--- start DOCUMENT EXTRACT ---

What knowledge do you have that this is a "reliable" way to jailbreak? I ask only because, back in the day, I had heard some jail breaking attempts go bad and folks end up "bricking" their phones (irreparably damaging them).

I don't want to spread FUD, but maybe it is worth an assessment of the brick risk.


----------



## the guy (Aug 3, 2010)

I'm still a big fan of the VAR!


----------



## PieceOfSky (Apr 7, 2013)

lordmayhem said:


> When an iPhone syncs with iTunes, it makes a backup file to either iCloud or on the computer. You can get to this backup file. Here's one program that I use that can recover even deleted iMessages:
> 
> *Decipher TextMessage*
> 
> How to save / export SMS messages to your computer. Windows or Mac. Decipher TextMessage.


Depending on version of iOS, you can configure: Settings->iCloud->SorageAndBackup to automatically back up to iCloud, instead of through iTunes.

Don't know if that captures the same data. But some folks rarely connect to/run iTunes.

--- end DOCUMENT EXTRACT ---

EXERCISE TASK 1: Arrange the rows from the line that contains "Annotate all occurrences of dried" through the line that contains "[736,164,934,244]", inclusive, as a two-column CSV headed row_text and row_answer. Use one line per row, and put each value in a single quoted field with its line breaks replaced by spaces.
The iPhone forum thread and the rows come from unrelated sources.

--- start RECORDS FOR THIS TASK ---

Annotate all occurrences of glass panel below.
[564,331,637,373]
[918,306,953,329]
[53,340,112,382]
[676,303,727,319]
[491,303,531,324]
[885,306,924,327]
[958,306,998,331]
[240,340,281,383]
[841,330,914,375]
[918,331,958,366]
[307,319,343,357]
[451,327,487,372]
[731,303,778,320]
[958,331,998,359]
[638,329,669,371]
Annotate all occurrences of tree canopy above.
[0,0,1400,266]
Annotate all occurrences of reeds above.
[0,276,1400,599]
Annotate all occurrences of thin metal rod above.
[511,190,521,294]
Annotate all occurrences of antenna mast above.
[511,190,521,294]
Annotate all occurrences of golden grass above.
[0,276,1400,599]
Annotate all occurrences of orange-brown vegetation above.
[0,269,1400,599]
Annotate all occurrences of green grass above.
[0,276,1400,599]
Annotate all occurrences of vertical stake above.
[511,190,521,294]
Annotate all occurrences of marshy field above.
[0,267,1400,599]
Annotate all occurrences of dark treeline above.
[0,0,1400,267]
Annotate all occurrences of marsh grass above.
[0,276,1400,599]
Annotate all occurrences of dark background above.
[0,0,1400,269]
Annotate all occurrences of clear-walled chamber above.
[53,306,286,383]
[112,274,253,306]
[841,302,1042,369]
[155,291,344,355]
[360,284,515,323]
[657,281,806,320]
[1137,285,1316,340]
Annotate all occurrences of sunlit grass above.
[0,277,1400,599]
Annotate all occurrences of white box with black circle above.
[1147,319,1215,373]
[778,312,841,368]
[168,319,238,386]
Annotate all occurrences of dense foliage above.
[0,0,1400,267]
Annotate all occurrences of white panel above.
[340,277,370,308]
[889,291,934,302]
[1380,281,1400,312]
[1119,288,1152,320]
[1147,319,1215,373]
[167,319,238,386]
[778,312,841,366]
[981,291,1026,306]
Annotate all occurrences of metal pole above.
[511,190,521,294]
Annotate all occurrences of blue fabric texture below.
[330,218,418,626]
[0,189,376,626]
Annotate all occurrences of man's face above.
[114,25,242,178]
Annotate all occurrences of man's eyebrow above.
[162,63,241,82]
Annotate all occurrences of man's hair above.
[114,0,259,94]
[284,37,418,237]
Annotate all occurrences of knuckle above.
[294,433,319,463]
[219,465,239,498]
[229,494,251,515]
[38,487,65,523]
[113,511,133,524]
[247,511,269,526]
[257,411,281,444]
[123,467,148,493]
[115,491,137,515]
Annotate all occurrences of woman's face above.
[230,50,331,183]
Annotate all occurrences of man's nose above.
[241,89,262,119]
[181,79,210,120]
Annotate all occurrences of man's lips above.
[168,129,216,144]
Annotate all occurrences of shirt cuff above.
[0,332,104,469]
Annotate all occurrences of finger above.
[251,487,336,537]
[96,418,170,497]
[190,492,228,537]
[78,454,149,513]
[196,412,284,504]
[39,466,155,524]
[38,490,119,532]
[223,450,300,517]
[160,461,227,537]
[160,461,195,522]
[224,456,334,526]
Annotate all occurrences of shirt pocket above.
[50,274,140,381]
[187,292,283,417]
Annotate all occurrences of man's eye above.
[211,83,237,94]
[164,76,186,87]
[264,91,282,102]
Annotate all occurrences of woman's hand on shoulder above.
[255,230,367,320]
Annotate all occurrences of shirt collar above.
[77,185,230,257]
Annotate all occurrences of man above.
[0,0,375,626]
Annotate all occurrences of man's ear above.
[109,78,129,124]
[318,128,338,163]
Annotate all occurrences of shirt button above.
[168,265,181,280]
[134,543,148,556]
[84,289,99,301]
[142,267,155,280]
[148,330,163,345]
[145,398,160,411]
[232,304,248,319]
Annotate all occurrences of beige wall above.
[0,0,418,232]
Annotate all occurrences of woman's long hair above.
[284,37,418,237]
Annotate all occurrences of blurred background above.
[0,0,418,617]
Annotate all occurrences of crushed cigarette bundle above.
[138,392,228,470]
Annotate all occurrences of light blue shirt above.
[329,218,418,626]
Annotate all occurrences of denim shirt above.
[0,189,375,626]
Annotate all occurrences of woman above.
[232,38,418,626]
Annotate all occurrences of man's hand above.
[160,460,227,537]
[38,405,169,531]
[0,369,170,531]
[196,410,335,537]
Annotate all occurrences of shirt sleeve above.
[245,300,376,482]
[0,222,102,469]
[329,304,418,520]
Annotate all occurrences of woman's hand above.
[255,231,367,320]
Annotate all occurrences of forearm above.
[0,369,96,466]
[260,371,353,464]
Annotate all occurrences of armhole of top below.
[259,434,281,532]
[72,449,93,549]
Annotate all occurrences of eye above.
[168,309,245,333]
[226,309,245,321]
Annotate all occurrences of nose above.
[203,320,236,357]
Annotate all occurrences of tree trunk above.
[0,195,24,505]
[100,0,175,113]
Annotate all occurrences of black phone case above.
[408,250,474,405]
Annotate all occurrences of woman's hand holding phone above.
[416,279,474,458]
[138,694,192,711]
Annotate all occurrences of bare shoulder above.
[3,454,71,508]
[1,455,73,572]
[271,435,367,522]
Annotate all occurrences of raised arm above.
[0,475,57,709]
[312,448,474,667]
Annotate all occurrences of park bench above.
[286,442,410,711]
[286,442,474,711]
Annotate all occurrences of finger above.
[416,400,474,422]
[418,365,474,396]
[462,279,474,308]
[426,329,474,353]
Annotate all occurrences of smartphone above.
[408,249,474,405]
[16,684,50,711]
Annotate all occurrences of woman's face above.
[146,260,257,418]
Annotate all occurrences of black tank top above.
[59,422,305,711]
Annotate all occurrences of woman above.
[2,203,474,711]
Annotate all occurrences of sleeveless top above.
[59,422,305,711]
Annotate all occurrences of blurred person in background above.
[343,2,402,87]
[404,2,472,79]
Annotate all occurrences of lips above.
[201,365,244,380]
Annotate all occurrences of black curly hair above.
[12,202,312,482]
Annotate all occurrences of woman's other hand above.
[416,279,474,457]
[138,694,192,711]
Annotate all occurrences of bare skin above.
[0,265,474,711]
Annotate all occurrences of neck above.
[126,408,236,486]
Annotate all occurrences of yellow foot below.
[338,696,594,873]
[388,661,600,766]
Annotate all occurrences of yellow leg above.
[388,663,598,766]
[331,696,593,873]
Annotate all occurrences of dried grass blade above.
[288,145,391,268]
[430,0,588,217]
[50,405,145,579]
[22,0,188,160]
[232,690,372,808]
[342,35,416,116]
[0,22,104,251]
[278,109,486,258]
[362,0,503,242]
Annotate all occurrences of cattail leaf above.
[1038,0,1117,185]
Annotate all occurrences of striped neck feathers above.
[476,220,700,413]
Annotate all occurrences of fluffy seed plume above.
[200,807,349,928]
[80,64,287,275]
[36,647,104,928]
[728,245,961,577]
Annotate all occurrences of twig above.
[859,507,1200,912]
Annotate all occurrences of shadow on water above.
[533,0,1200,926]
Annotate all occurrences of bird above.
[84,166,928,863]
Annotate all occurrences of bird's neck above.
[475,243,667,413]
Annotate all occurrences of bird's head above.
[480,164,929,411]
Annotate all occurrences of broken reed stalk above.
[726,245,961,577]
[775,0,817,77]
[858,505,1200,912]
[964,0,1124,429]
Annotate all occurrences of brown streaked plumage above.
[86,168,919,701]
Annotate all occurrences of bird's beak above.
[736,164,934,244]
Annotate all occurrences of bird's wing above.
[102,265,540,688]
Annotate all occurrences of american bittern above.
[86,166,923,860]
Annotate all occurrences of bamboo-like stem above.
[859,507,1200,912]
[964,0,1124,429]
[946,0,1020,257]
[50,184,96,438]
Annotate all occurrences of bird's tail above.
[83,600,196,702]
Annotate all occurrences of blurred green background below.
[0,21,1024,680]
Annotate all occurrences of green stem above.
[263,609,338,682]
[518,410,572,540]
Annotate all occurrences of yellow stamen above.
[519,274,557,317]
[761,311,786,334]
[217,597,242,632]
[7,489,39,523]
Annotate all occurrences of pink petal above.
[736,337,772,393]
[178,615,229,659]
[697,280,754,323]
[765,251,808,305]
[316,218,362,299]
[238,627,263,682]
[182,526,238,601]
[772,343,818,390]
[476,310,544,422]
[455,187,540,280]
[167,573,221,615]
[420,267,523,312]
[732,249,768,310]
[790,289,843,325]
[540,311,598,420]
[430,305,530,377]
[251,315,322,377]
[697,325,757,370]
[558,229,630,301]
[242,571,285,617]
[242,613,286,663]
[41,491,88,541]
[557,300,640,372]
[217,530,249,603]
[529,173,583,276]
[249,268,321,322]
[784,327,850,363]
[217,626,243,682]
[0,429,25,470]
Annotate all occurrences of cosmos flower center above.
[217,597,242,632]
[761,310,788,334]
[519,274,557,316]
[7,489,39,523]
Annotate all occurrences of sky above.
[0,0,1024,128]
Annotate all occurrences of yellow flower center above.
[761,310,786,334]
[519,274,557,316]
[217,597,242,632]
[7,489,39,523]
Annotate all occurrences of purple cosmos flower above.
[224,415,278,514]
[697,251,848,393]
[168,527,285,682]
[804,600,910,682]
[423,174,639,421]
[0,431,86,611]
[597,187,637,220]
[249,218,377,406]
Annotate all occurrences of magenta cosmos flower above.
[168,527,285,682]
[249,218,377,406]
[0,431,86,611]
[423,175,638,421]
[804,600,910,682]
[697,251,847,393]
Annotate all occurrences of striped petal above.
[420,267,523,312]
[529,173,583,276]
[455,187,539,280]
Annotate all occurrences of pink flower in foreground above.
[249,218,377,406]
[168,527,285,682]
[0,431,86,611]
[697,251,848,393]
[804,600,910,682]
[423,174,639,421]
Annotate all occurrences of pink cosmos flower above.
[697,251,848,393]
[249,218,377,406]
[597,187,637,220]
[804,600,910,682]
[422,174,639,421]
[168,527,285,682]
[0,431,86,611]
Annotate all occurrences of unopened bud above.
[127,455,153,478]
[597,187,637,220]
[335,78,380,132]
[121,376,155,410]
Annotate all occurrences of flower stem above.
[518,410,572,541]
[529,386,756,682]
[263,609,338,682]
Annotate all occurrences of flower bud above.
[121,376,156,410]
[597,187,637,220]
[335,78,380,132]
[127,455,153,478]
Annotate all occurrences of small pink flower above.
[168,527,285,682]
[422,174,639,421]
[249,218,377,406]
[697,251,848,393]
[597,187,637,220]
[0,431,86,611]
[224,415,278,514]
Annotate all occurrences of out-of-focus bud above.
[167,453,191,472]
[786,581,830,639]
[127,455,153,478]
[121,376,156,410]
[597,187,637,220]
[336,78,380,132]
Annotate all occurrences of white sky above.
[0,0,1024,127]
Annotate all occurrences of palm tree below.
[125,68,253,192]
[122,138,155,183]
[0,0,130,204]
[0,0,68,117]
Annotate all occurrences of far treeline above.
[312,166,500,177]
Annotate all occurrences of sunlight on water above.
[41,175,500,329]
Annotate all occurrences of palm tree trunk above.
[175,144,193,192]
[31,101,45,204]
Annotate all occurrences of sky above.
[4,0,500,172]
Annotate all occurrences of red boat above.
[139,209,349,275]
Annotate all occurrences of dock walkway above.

--- end RECORDS FOR THIS TASK ---

EXERCISE TASK 2: Return the portion of the iPhone forum thread between "## PieceOfSky (Apr" and "Mac. Decipher TextMessage.", inclusive, copied verbatim.

COMPLETE RESPONSE 1:
row_text,row_answer
"Annotate all occurrences of dried grass blade above.","[288,145,391,268] [430,0,588,217] [50,405,145,579] [22,0,188,160] [232,690,372,808] [342,35,416,116] [0,22,104,251] [278,109,486,258] [362,0,503,242]"
"Annotate all occurrences of cattail leaf above.","[1038,0,1117,185]"
"Annotate all occurrences of striped neck feathers above.","[476,220,700,413]"
"Annotate all occurrences of fluffy seed plume above.","[200,807,349,928] [80,64,287,275] [36,647,104,928] [728,245,961,577]"
"Annotate all occurrences of twig above.","[859,507,1200,912]"
"Annotate all occurrences of shadow on water above.","[533,0,1200,926]"
"Annotate all occurrences of bird above.","[84,166,928,863]"
"Annotate all occurrences of bird's neck above.","[475,243,667,413]"
"Annotate all occurrences of bird's head above.","[480,164,929,411]"
"Annotate all occurrences of broken reed stalk above.","[726,245,961,577] [775,0,817,77] [858,505,1200,912] [964,0,1124,429]"
"Annotate all occurrences of brown streaked plumage above.","[86,168,919,701]"
"Annotate all occurrences of bird's beak above.","[736,164,934,244]"

COMPLETE RESPONSE 2:
## PieceOfSky (Apr 7, 2013)

lordmayhem said:


> When an iPhone syncs with iTunes, it makes a backup file to either iCloud or on the computer. You can get to this backup file. Here's one program that I use that can recover even deleted iMessages:
> 
> *Decipher TextMessage*
> 
> How to save / export SMS messages to your computer. Windows or Mac. Decipher TextMessage.